# START OF EXTRACTED ENTRIES

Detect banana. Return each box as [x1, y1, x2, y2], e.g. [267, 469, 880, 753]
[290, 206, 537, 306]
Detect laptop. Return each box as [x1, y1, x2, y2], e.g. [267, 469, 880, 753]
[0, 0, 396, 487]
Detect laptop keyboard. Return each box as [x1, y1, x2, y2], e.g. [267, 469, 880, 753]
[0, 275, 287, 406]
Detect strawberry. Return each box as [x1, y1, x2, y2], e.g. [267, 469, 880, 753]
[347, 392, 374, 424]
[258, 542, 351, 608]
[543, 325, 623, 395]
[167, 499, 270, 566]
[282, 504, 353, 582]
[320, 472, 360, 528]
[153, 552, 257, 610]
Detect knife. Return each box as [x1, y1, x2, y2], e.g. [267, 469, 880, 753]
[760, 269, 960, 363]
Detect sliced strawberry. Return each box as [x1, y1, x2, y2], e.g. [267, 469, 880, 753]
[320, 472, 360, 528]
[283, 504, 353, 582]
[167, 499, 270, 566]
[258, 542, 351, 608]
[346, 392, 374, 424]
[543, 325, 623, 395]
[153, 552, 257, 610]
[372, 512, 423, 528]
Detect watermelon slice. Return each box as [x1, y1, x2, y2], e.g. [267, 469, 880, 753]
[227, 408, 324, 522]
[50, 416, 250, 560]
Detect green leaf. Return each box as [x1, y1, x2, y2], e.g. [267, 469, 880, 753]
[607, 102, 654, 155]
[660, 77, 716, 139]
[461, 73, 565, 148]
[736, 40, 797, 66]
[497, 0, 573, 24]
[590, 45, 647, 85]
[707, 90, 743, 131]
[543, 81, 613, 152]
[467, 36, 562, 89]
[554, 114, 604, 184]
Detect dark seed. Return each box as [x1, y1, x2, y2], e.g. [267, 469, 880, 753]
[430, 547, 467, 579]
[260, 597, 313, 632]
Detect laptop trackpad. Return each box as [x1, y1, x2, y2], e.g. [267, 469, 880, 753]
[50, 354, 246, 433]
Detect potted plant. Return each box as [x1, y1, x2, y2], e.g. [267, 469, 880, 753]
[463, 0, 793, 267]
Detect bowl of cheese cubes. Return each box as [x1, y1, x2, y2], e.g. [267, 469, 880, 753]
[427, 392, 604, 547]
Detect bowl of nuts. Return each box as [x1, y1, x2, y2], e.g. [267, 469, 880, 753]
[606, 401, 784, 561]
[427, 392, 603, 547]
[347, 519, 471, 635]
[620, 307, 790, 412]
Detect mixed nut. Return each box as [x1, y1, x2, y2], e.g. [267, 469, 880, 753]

# END OF EXTRACTED ENTRIES

▶ PROBLEM TO WORK ON
Convert the lines above into a JSON list of strings, with one string for each line and no blank lines.

▶ TASK SOLUTION
[
  "Detect banana. Return each box as [x1, y1, x2, y2], e.g. [267, 469, 880, 753]",
  "[290, 206, 537, 306]",
  "Detect laptop. Return each box as [x1, y1, x2, y2], e.g. [267, 469, 880, 753]",
  "[0, 0, 396, 487]",
  "Detect laptop keyboard. Return each box as [x1, y1, x2, y2], e.g. [267, 469, 880, 753]",
  "[0, 275, 287, 406]",
  "Detect strawberry. Return each box as [x1, y1, x2, y2], e.g. [267, 469, 880, 753]",
  "[347, 392, 374, 424]",
  "[258, 542, 351, 608]",
  "[543, 325, 623, 395]",
  "[167, 499, 270, 566]",
  "[282, 504, 353, 582]",
  "[320, 472, 360, 528]",
  "[153, 552, 257, 610]",
  "Detect knife. Return each box as [x1, y1, x2, y2], e.g. [267, 469, 880, 753]",
  "[760, 269, 960, 363]",
  "Detect sliced strawberry. Return each box as [x1, y1, x2, y2], e.g. [267, 469, 880, 753]",
  "[320, 472, 360, 528]",
  "[283, 504, 353, 582]",
  "[167, 499, 270, 566]",
  "[258, 542, 351, 608]",
  "[346, 392, 374, 424]",
  "[543, 325, 623, 395]",
  "[153, 552, 257, 610]",
  "[372, 512, 423, 528]",
  "Detect watermelon slice. Return each box as [x1, y1, x2, y2], e.g. [267, 469, 880, 753]",
  "[227, 408, 324, 522]",
  "[50, 416, 250, 560]",
  "Detect green leaf. Return each box as [x1, y1, x2, y2], e.g. [267, 469, 880, 753]",
  "[607, 102, 654, 155]",
  "[660, 77, 716, 139]",
  "[461, 73, 565, 148]",
  "[736, 40, 797, 66]",
  "[497, 0, 573, 24]",
  "[590, 45, 647, 85]",
  "[707, 90, 743, 131]",
  "[543, 81, 613, 152]",
  "[467, 36, 562, 89]",
  "[554, 114, 604, 184]",
  "Detect dark seed. Return each box as [x1, y1, x2, y2], e.g. [267, 469, 880, 753]",
  "[430, 547, 467, 579]",
  "[260, 597, 313, 632]",
  "Detect laptop trackpad. Return each box as [x1, y1, x2, y2], e.g. [267, 469, 880, 753]",
  "[50, 354, 246, 433]",
  "Detect potted plant. Return each box as [x1, y1, x2, y2], e.g. [267, 469, 880, 753]",
  "[463, 0, 793, 267]",
  "Detect bowl of cheese cubes. Return each box as [x1, y1, x2, y2], e.g. [267, 469, 880, 753]",
  "[427, 392, 604, 547]",
  "Detect bowl of nuts. Return each box as [x1, y1, x2, y2], e.g. [267, 469, 880, 753]",
  "[606, 401, 784, 561]",
  "[427, 392, 603, 547]",
  "[347, 519, 471, 635]",
  "[620, 307, 790, 412]",
  "Detect mixed nut. Return each box as [x1, y1, x2, y2], e.g. [267, 469, 880, 753]"
]